Exercise brief: Would you write out the lines below exactly, from the one containing "Detection target: yellow daylily flower" to the very last, but without the pictures?

+++++

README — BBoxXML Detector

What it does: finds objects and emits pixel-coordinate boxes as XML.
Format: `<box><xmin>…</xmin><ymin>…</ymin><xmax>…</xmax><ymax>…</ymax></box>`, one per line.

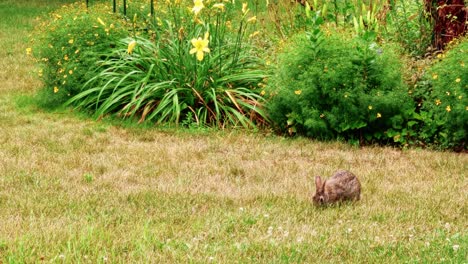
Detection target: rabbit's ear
<box><xmin>315</xmin><ymin>176</ymin><xmax>322</xmax><ymax>189</ymax></box>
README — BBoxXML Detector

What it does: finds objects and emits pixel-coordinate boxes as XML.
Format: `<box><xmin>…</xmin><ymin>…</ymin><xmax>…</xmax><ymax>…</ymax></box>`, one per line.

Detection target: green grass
<box><xmin>0</xmin><ymin>1</ymin><xmax>467</xmax><ymax>263</ymax></box>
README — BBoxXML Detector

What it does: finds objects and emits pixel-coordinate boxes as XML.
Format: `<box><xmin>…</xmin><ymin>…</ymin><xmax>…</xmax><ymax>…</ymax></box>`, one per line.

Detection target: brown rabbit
<box><xmin>313</xmin><ymin>170</ymin><xmax>361</xmax><ymax>206</ymax></box>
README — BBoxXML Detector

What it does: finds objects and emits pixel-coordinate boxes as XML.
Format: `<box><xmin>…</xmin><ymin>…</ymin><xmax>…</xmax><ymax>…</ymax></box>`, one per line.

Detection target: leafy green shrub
<box><xmin>67</xmin><ymin>1</ymin><xmax>266</xmax><ymax>128</ymax></box>
<box><xmin>412</xmin><ymin>38</ymin><xmax>468</xmax><ymax>150</ymax></box>
<box><xmin>33</xmin><ymin>2</ymin><xmax>128</xmax><ymax>108</ymax></box>
<box><xmin>267</xmin><ymin>30</ymin><xmax>414</xmax><ymax>144</ymax></box>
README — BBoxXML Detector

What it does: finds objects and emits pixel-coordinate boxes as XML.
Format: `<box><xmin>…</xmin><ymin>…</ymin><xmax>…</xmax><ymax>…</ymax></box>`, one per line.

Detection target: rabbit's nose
<box><xmin>319</xmin><ymin>196</ymin><xmax>325</xmax><ymax>203</ymax></box>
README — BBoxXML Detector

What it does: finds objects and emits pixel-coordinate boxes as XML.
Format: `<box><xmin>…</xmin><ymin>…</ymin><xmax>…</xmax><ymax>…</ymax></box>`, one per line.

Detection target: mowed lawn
<box><xmin>0</xmin><ymin>1</ymin><xmax>467</xmax><ymax>262</ymax></box>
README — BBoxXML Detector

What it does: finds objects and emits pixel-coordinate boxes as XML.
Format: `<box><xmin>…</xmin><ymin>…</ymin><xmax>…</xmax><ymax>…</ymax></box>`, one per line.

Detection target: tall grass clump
<box><xmin>33</xmin><ymin>2</ymin><xmax>128</xmax><ymax>108</ymax></box>
<box><xmin>67</xmin><ymin>0</ymin><xmax>266</xmax><ymax>128</ymax></box>
<box><xmin>266</xmin><ymin>8</ymin><xmax>413</xmax><ymax>145</ymax></box>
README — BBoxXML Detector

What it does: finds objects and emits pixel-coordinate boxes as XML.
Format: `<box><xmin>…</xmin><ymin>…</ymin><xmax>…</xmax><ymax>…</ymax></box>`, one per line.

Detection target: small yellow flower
<box><xmin>320</xmin><ymin>114</ymin><xmax>325</xmax><ymax>118</ymax></box>
<box><xmin>432</xmin><ymin>74</ymin><xmax>438</xmax><ymax>80</ymax></box>
<box><xmin>466</xmin><ymin>106</ymin><xmax>468</xmax><ymax>111</ymax></box>
<box><xmin>376</xmin><ymin>113</ymin><xmax>382</xmax><ymax>118</ymax></box>
<box><xmin>75</xmin><ymin>49</ymin><xmax>80</xmax><ymax>54</ymax></box>
<box><xmin>249</xmin><ymin>31</ymin><xmax>259</xmax><ymax>38</ymax></box>
<box><xmin>192</xmin><ymin>0</ymin><xmax>204</xmax><ymax>15</ymax></box>
<box><xmin>225</xmin><ymin>21</ymin><xmax>232</xmax><ymax>29</ymax></box>
<box><xmin>461</xmin><ymin>62</ymin><xmax>465</xmax><ymax>67</ymax></box>
<box><xmin>156</xmin><ymin>17</ymin><xmax>163</xmax><ymax>26</ymax></box>
<box><xmin>190</xmin><ymin>32</ymin><xmax>210</xmax><ymax>61</ymax></box>
<box><xmin>97</xmin><ymin>17</ymin><xmax>106</xmax><ymax>26</ymax></box>
<box><xmin>455</xmin><ymin>78</ymin><xmax>461</xmax><ymax>83</ymax></box>
<box><xmin>68</xmin><ymin>39</ymin><xmax>74</xmax><ymax>44</ymax></box>
<box><xmin>435</xmin><ymin>99</ymin><xmax>441</xmax><ymax>105</ymax></box>
<box><xmin>344</xmin><ymin>94</ymin><xmax>348</xmax><ymax>98</ymax></box>
<box><xmin>260</xmin><ymin>90</ymin><xmax>266</xmax><ymax>96</ymax></box>
<box><xmin>247</xmin><ymin>16</ymin><xmax>257</xmax><ymax>23</ymax></box>
<box><xmin>294</xmin><ymin>90</ymin><xmax>302</xmax><ymax>95</ymax></box>
<box><xmin>458</xmin><ymin>95</ymin><xmax>462</xmax><ymax>100</ymax></box>
<box><xmin>69</xmin><ymin>70</ymin><xmax>73</xmax><ymax>75</ymax></box>
<box><xmin>368</xmin><ymin>105</ymin><xmax>373</xmax><ymax>110</ymax></box>
<box><xmin>26</xmin><ymin>48</ymin><xmax>32</xmax><ymax>55</ymax></box>
<box><xmin>212</xmin><ymin>3</ymin><xmax>225</xmax><ymax>11</ymax></box>
<box><xmin>446</xmin><ymin>91</ymin><xmax>450</xmax><ymax>96</ymax></box>
<box><xmin>64</xmin><ymin>55</ymin><xmax>69</xmax><ymax>61</ymax></box>
<box><xmin>54</xmin><ymin>86</ymin><xmax>59</xmax><ymax>93</ymax></box>
<box><xmin>446</xmin><ymin>105</ymin><xmax>451</xmax><ymax>112</ymax></box>
<box><xmin>242</xmin><ymin>2</ymin><xmax>249</xmax><ymax>14</ymax></box>
<box><xmin>127</xmin><ymin>40</ymin><xmax>137</xmax><ymax>54</ymax></box>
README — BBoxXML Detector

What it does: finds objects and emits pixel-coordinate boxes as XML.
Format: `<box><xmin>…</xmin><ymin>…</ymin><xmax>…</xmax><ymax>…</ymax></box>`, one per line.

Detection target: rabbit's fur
<box><xmin>313</xmin><ymin>170</ymin><xmax>361</xmax><ymax>206</ymax></box>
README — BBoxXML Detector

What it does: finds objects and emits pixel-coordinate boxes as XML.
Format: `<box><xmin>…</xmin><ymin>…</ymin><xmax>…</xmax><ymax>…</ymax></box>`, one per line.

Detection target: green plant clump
<box><xmin>384</xmin><ymin>0</ymin><xmax>433</xmax><ymax>57</ymax></box>
<box><xmin>67</xmin><ymin>1</ymin><xmax>266</xmax><ymax>128</ymax></box>
<box><xmin>413</xmin><ymin>38</ymin><xmax>468</xmax><ymax>150</ymax></box>
<box><xmin>34</xmin><ymin>2</ymin><xmax>128</xmax><ymax>108</ymax></box>
<box><xmin>267</xmin><ymin>31</ymin><xmax>414</xmax><ymax>144</ymax></box>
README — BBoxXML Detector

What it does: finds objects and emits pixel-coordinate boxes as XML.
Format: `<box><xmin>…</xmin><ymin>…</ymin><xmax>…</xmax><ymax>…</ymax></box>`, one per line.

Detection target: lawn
<box><xmin>0</xmin><ymin>0</ymin><xmax>466</xmax><ymax>263</ymax></box>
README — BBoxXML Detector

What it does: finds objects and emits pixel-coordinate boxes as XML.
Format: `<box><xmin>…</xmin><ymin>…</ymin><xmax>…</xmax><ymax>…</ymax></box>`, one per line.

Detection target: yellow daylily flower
<box><xmin>249</xmin><ymin>31</ymin><xmax>260</xmax><ymax>38</ymax></box>
<box><xmin>247</xmin><ymin>16</ymin><xmax>257</xmax><ymax>23</ymax></box>
<box><xmin>242</xmin><ymin>2</ymin><xmax>249</xmax><ymax>14</ymax></box>
<box><xmin>127</xmin><ymin>40</ymin><xmax>137</xmax><ymax>54</ymax></box>
<box><xmin>212</xmin><ymin>3</ymin><xmax>225</xmax><ymax>11</ymax></box>
<box><xmin>190</xmin><ymin>32</ymin><xmax>210</xmax><ymax>61</ymax></box>
<box><xmin>192</xmin><ymin>0</ymin><xmax>204</xmax><ymax>15</ymax></box>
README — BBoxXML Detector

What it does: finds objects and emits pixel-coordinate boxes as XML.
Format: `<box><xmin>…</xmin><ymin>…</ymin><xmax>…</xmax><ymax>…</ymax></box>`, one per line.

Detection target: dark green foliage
<box><xmin>412</xmin><ymin>38</ymin><xmax>468</xmax><ymax>150</ymax></box>
<box><xmin>267</xmin><ymin>32</ymin><xmax>414</xmax><ymax>144</ymax></box>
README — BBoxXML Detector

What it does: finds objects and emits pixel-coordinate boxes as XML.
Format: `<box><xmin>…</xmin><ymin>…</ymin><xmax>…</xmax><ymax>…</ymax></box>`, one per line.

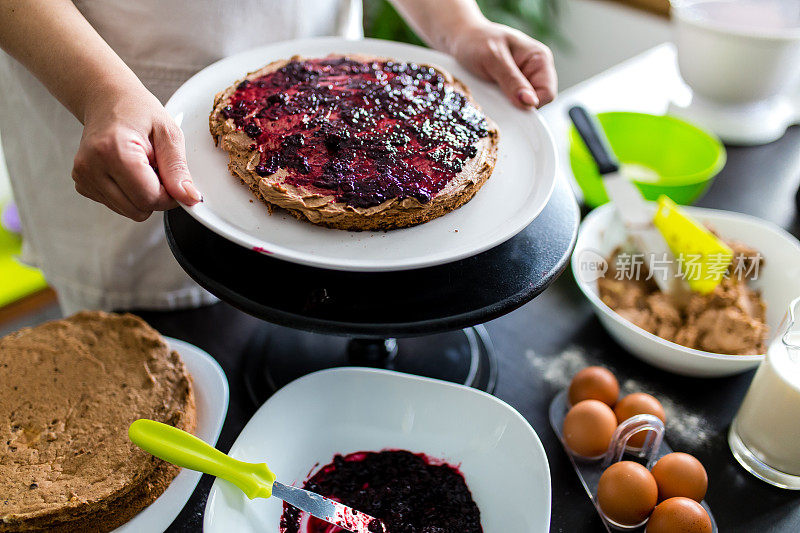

+++++

Task response:
Detection target: yellow daylily flower
<box><xmin>249</xmin><ymin>31</ymin><xmax>260</xmax><ymax>38</ymax></box>
<box><xmin>247</xmin><ymin>16</ymin><xmax>257</xmax><ymax>23</ymax></box>
<box><xmin>242</xmin><ymin>2</ymin><xmax>249</xmax><ymax>14</ymax></box>
<box><xmin>127</xmin><ymin>40</ymin><xmax>137</xmax><ymax>54</ymax></box>
<box><xmin>212</xmin><ymin>3</ymin><xmax>225</xmax><ymax>11</ymax></box>
<box><xmin>190</xmin><ymin>32</ymin><xmax>210</xmax><ymax>61</ymax></box>
<box><xmin>192</xmin><ymin>0</ymin><xmax>204</xmax><ymax>15</ymax></box>
README — BBoxXML Detector

What it does: finds objects and emits pixel-coordinate boxes as XML.
Format: `<box><xmin>…</xmin><ymin>…</ymin><xmax>…</xmax><ymax>…</ymax></box>`, one per line.

Detection target: dark green foliage
<box><xmin>412</xmin><ymin>38</ymin><xmax>468</xmax><ymax>150</ymax></box>
<box><xmin>267</xmin><ymin>32</ymin><xmax>414</xmax><ymax>144</ymax></box>
README — BBoxXML Detector

What it does: finds objects and emits pixel-coordinate boxes as XML.
Format: `<box><xmin>…</xmin><ymin>…</ymin><xmax>…</xmax><ymax>…</ymax></box>`, one per line.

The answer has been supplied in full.